-------- MATERIAL PROVIDED --------

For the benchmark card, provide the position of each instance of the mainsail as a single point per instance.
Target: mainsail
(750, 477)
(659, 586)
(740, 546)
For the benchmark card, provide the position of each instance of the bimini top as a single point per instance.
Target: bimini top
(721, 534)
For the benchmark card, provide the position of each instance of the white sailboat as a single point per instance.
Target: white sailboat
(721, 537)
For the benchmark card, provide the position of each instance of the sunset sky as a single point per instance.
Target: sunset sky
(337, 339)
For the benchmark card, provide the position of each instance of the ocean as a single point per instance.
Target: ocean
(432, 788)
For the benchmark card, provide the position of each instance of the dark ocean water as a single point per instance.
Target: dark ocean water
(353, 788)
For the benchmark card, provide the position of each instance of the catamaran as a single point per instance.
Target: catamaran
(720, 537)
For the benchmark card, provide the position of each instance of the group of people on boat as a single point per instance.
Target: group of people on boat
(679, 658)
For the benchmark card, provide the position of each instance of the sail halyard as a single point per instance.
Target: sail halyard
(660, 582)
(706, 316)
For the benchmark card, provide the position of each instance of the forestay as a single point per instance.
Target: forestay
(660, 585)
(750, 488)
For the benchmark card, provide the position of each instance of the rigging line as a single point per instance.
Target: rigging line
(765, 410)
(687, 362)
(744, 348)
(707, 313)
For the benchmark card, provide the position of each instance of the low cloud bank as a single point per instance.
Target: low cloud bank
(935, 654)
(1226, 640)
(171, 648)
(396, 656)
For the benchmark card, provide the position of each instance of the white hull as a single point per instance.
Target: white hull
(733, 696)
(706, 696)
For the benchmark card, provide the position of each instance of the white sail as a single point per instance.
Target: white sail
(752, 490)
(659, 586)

--------

Reproduce all of the material above word for word, keeping each line in its original order.

For the benchmark card, provide the position of each instance of the mainsail as a single point per instance.
Target: mainsail
(750, 477)
(659, 586)
(740, 546)
For the benchmark card, provide the position of each instance of the bimini top as a single point per instance.
Target: bimini top
(721, 534)
For the benchmark card, provide the position of each instance of the white sailboat as a single point per instance.
Target: white sailboat
(721, 537)
For the benchmark card, provide the position of each instance of the sunset sky as a single point per instance.
Target: sunset sky
(337, 339)
For the benchmark card, provide the position of each instance of the ocean as a single point per instance.
Target: ocean
(432, 788)
For the benchmark card, provide the position of each instance of the dark ocean water as a single point per instance.
Target: dark ocean water
(353, 788)
For the benchmark card, provide the position of each instance of the catamaran as a single point per instance.
Target: catamaran
(720, 537)
For the benchmark card, provide the position of each instance of the group of people on boat as a single point per instance.
Target: group of people on boat
(679, 658)
For the benchmark card, provide the position of each instance of the sail halyard as a single point per instance.
Target: sail halyard
(660, 582)
(706, 316)
For the benchmark card, provide the position of each instance of the forestay as a single point per instance.
Target: forestay
(660, 585)
(750, 488)
For the benchmark card, provide the position of each instance of the rigging line as a single point per instance.
Target: rigging line
(765, 410)
(687, 362)
(744, 348)
(707, 313)
For the benchmark card, provide the position of each instance of the low cloud bank as a single point per instance.
Target: low cloud bank
(935, 654)
(1226, 640)
(171, 648)
(396, 656)
For the benchmark card, provide the position of each instance of the white hull as a single point per instance.
Target: white hull
(733, 696)
(706, 696)
For the benchmark card, provide the position of each instance of the white sail as a single point per instance.
Target: white sail
(752, 490)
(659, 586)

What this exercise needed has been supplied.